• **REQUIRED ACTION**
Write the next part of the excerpt about the company's operations and cost measures during the pandemic, starting after its last sentence. The material that follows the excerpt is separate from it.

• **EXCERPT TO READ**
We consider our companies to be essential suppliers to our customers and
business partners as we provide products and services on which our customers and
broader society rely upon daily to support crucial functions. Therefore most of
our U.S. and global facilities have remained substantially operational during
the outbreak with enhanced safety protocols to protect the well-being of our
employees. Over the course of the second quarter, approximately 85% of our major
global facilities (by count) remained fully operational throughout the entire
quarter. Certain facilities were either partially or fully closed due to
government mandates or in response to pandemic-related reduced demand in certain
end-markets such as the commercial refrigeration, vehicle service and apparel
and textile printing markets. We have experienced the most prolonged operational
restrictions in India, Malaysia, Brazil and Italy, all countries where we have a
relatively immaterial manufacturing footprint (except Italy, where we have
significant presence in our Imaging & Identification, Engineered Products and
Pumps & Process Solutions segments). As of June 30, 2020, approximately 97% of
our major global facilities were fully operational.
In order to help mitigate the negative financial impact caused by the pandemic,
we have executed and will continue to execute a number of temporary cost savings
measures across the portfolio and at our corporate center including employee
furloughs, adjustments to variable compensation to reflect current conditions,
utilization of governmental job retention subsidies, elimination of
non-essential travel and reduction of discretionary spend. We have also
significantly reduced our capital spending plan for the year, without deferring
strategic ongoing initiatives. In addition, we initiated restructuring actions
to drive longer-term cost savings and are proactively managing our working
capital.

• **INFORMATION SHOWN**
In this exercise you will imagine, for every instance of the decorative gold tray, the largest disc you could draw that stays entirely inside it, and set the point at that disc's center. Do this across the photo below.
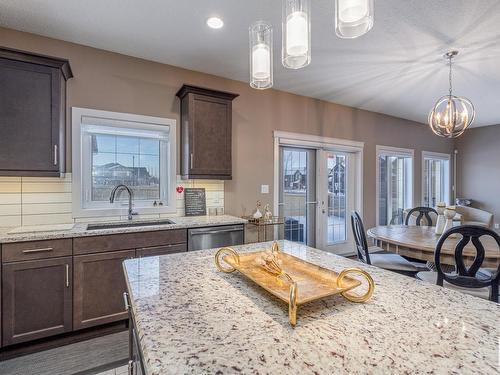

• **RESULT FOR THIS TASK**
Beginning in early-to-mid-March 2020, the commercial paper market began to
experience very high levels of volatility as a result of COVID 19-related
uncertainties. As a result, on March 16, 2020, we borrowed $500 million under
our $1 billion revolving credit facility. We subsequently paid off the $500
million using proceeds from commercial paper in the second quarter as volatility
in the commercial paper market stabilized and we have resumed borrowing
commercial paper. In the spirit of prudent liquidity management, even though we
have no long-term debt maturities until 2025, on May 6, 2020 we also entered
into a $450.0 million 364-day revolving credit facility which expires on May 5,
2021. We have not drawn down any amounts under this facility. See "Financial
Condition - Capitalization" for further discussion.
The extent of the impact of the COVID-19 outbreak on our operational and
financial performance will depend on certain developments, including the
duration and spread of the outbreak, its impact on our customers and suppliers
and the range of governmental and community reactions to the pandemic, which are
uncertain and cannot be fully predicted at this time. We will continue to
proactively respond to the situation and may take further actions that alter our
business operations as may be required by governmental authorities, or that we
determine are in the best interests of our employees and customers.